## PROBLEM TO SOLVE:
Word for word, repeat the lines of the records from the one containing "Can you find the hangar building" through the last line, both included.
-------- MATERIAL FOR THE TASK --------
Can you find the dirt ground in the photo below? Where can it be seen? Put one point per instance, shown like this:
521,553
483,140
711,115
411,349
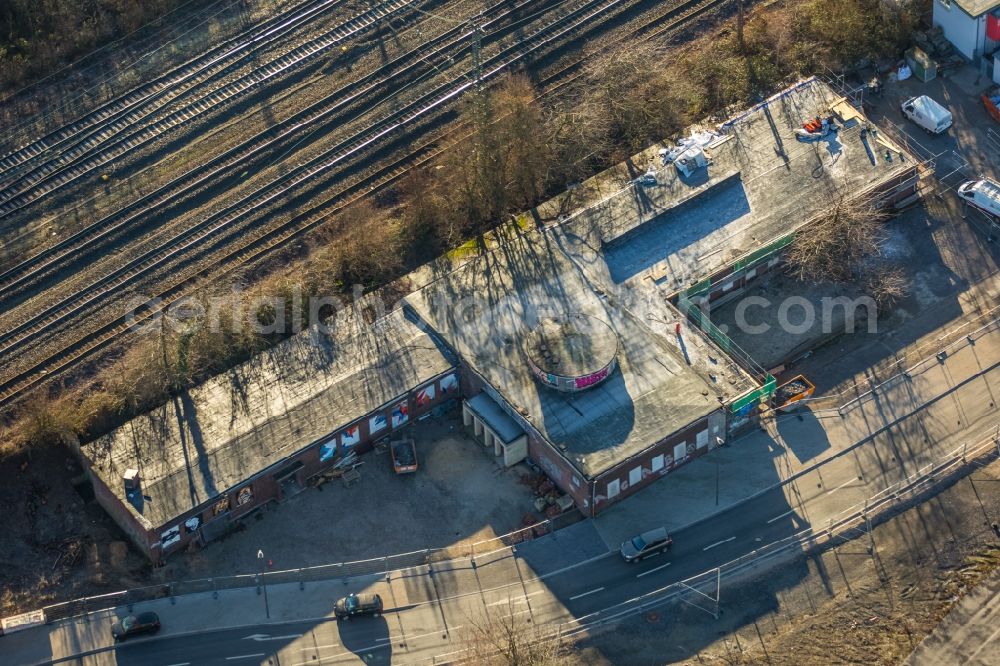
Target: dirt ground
60,546
56,545
458,494
844,606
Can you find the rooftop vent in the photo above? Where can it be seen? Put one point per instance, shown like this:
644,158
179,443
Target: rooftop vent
131,479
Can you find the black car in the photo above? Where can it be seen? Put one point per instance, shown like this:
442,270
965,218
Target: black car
646,544
354,605
133,625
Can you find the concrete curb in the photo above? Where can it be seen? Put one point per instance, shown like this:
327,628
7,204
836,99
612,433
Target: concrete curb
839,454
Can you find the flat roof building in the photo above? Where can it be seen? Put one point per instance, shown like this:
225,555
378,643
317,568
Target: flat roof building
256,433
573,342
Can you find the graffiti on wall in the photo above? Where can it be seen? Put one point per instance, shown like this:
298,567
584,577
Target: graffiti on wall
350,436
425,396
171,536
449,383
590,380
376,424
400,414
245,496
328,449
221,506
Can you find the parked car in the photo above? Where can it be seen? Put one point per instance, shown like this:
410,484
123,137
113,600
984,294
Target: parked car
927,113
984,194
646,545
133,625
354,605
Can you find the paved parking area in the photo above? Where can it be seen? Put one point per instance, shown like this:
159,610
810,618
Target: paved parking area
458,494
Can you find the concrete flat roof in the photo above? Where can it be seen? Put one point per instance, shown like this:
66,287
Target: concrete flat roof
212,438
486,307
489,411
761,184
977,8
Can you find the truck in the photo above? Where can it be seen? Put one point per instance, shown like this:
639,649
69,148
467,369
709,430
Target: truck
927,113
791,392
984,194
404,455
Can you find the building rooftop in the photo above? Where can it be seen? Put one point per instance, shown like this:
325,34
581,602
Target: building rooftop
212,438
503,426
977,8
572,345
761,184
663,382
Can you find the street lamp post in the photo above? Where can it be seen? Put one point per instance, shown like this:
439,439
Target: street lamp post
260,562
716,481
718,442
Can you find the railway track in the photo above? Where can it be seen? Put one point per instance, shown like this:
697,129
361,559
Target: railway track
94,153
409,66
163,89
259,244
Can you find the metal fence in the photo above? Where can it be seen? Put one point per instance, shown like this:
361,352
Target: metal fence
904,367
371,566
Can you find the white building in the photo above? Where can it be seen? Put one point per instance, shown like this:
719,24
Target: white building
968,25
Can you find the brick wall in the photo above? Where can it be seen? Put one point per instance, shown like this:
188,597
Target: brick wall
644,461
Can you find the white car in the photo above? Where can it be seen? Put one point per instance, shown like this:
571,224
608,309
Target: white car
984,194
927,113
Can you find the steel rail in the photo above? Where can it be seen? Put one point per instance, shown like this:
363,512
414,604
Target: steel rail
319,165
250,250
193,71
441,46
58,173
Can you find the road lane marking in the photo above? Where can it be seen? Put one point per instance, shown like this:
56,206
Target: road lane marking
580,596
781,516
517,600
645,573
843,485
719,543
266,637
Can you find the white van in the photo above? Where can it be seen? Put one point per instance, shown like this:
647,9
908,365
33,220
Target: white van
927,113
983,194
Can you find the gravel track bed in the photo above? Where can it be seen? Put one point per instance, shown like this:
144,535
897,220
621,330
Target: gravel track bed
158,162
80,88
266,218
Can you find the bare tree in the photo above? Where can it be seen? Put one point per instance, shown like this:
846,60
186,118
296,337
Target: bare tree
834,247
505,637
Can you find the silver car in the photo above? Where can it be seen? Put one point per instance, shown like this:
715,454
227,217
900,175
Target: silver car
646,544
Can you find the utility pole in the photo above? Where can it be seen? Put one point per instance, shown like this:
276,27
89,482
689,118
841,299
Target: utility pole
739,27
260,563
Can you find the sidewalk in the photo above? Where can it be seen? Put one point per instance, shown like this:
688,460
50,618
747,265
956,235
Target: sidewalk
190,614
941,402
945,400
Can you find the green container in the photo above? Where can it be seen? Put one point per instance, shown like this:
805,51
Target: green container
923,66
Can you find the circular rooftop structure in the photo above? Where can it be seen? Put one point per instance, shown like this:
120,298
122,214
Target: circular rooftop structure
572,352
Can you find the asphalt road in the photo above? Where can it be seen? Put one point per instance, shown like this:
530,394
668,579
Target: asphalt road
424,629
430,610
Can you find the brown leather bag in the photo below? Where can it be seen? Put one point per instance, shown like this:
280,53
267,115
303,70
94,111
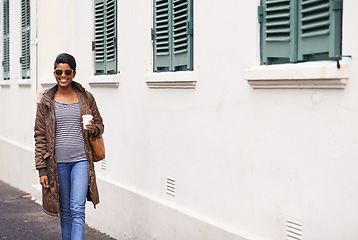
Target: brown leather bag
97,145
98,151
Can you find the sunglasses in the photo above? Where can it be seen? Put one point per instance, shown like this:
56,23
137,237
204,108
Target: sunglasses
67,72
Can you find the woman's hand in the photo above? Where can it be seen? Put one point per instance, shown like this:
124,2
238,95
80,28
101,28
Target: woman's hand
90,127
44,181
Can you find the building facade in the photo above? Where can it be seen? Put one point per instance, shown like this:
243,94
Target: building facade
223,120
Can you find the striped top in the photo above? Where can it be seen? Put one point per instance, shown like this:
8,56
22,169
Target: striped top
69,143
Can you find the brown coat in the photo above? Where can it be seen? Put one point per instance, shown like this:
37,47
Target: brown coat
45,157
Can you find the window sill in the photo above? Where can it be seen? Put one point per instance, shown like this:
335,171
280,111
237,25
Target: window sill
171,80
104,81
310,75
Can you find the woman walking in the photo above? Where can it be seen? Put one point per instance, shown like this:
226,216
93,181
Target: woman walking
63,153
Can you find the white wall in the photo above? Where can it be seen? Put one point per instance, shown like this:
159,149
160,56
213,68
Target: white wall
245,160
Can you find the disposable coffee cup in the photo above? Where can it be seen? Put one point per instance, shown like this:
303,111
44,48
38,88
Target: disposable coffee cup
86,118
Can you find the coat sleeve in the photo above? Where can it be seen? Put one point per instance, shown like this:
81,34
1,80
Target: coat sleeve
98,121
41,152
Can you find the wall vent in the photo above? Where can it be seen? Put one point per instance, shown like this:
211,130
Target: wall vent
293,230
171,186
104,164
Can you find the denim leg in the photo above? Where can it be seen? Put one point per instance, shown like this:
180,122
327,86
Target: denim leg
79,183
64,177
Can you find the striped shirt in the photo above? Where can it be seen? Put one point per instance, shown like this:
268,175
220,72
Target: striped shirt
69,144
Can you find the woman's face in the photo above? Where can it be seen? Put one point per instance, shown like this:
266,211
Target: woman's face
62,78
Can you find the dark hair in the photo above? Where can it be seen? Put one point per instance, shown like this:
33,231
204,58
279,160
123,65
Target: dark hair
65,58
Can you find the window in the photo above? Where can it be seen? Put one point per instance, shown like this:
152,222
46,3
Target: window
6,41
173,35
105,46
25,39
300,30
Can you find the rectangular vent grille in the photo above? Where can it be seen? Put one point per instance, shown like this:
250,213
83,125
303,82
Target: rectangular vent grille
293,230
171,186
104,164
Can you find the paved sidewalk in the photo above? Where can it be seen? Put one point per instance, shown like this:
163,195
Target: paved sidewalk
21,218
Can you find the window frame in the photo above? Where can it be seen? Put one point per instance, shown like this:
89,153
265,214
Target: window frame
282,30
105,41
172,35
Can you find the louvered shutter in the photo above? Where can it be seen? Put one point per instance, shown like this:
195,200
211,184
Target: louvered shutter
162,53
278,20
319,29
182,26
6,39
111,36
105,16
25,39
99,31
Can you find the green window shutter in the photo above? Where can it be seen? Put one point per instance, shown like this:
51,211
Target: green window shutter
278,20
182,40
320,29
105,36
173,35
162,59
111,36
99,31
25,39
6,40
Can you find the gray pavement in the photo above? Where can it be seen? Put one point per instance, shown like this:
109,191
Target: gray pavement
23,219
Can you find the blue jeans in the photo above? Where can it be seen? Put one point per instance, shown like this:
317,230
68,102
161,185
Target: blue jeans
73,179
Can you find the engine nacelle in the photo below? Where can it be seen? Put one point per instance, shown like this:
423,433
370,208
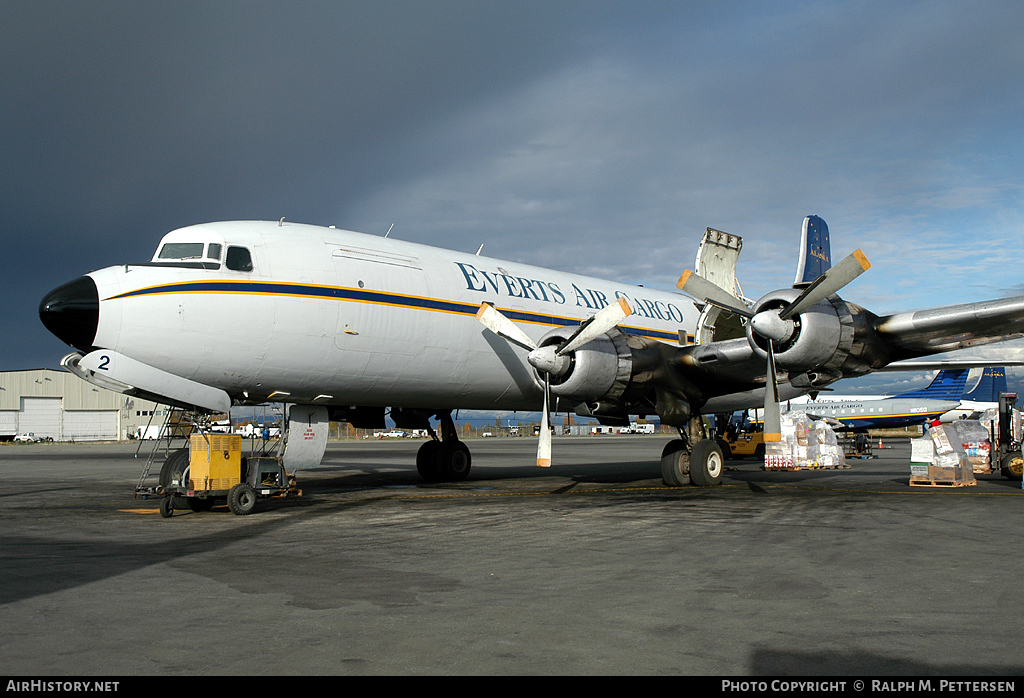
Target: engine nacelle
816,337
598,371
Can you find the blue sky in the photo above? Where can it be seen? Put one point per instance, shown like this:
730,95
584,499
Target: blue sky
597,137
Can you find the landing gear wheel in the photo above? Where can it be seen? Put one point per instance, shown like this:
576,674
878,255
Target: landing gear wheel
675,464
1012,466
428,461
706,464
242,498
455,462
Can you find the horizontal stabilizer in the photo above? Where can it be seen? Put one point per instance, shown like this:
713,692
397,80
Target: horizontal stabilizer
947,385
993,382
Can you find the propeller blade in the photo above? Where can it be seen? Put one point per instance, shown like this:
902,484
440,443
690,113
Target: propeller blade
544,445
494,320
603,320
773,420
830,281
702,290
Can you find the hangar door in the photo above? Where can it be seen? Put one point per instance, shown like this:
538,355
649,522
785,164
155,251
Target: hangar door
41,416
8,423
90,425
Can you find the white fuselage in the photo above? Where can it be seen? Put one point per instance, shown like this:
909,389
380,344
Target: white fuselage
347,318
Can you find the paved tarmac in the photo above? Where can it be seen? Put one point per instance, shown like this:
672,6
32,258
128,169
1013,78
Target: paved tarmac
593,567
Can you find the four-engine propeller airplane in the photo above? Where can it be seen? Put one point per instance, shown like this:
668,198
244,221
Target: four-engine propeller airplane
343,325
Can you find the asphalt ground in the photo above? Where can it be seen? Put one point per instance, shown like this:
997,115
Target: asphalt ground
590,568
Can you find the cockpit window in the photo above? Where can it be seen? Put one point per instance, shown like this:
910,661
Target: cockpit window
181,251
239,259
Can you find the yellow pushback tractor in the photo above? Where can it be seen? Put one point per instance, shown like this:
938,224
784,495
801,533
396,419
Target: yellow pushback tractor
217,472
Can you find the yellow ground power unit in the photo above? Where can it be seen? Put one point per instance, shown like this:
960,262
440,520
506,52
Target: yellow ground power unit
215,462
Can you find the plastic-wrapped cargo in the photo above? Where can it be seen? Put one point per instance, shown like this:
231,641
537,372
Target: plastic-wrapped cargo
949,465
805,443
976,440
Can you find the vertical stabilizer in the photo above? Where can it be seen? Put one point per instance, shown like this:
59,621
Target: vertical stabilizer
947,385
815,251
993,382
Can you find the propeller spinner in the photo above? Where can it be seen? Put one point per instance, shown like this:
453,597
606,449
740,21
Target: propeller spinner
776,324
552,359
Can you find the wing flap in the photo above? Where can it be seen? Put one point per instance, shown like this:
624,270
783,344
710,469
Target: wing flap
954,326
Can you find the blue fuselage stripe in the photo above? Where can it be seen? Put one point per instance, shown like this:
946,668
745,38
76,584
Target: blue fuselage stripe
363,296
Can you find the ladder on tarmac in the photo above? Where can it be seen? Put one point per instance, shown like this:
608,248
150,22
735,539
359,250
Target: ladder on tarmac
178,425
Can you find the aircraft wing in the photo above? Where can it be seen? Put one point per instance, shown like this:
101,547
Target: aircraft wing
939,364
909,335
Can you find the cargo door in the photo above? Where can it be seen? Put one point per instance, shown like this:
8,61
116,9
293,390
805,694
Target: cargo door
717,262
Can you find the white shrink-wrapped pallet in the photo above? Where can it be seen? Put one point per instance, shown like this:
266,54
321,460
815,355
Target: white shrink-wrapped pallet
975,438
949,465
804,443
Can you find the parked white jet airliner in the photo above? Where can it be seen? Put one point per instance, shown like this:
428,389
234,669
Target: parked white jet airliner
346,324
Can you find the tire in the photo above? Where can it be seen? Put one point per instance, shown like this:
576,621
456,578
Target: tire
456,462
1012,466
173,469
675,464
428,461
706,464
242,498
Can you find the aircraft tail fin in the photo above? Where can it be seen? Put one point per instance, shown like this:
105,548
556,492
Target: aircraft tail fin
993,382
947,385
815,251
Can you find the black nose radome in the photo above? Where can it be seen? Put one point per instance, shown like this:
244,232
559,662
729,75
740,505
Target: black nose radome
72,312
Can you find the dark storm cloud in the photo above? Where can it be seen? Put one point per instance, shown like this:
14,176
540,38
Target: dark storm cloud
123,120
592,136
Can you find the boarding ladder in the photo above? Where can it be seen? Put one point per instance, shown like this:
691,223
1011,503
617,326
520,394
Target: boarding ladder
178,425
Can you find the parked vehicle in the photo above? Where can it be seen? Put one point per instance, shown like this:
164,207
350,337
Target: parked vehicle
30,437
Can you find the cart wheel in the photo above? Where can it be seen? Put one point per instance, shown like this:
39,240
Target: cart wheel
242,498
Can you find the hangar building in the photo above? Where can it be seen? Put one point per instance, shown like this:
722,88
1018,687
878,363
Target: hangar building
59,405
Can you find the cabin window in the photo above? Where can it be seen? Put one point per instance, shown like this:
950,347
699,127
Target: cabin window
239,259
181,251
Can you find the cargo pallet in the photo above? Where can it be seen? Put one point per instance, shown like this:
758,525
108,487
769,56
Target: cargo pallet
941,483
797,468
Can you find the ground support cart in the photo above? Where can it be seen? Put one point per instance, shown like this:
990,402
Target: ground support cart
217,473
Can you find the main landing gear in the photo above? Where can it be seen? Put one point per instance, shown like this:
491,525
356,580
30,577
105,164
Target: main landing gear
692,459
444,460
--------
## FULL OUTPUT:
Can you find the hangar building in the photo above? Where can it be seen? Put one point per instance, shown like this:
722,88
1018,687
878,363
Target: hangar building
59,405
Can you find the cabin window in the photo above? Where can it be seen? Put one point per instance, shown like this:
950,347
699,127
Target: cabin window
239,259
181,251
Can you find the cargo pallet in the photo above? Where can it be seen? Put one point per instance, shown like this:
758,525
108,487
769,56
Target: cargo pallet
941,483
797,468
Can you find the ground support cart in the photo above? Where can it be seen? Put one point per instance, shown like this:
990,402
Target: ground support cart
217,473
Can you find the main landing gear in the photo above? Where can it be seen? Put one point per instance, shown like this:
491,525
356,580
30,577
105,164
Target: main landing gear
692,459
444,460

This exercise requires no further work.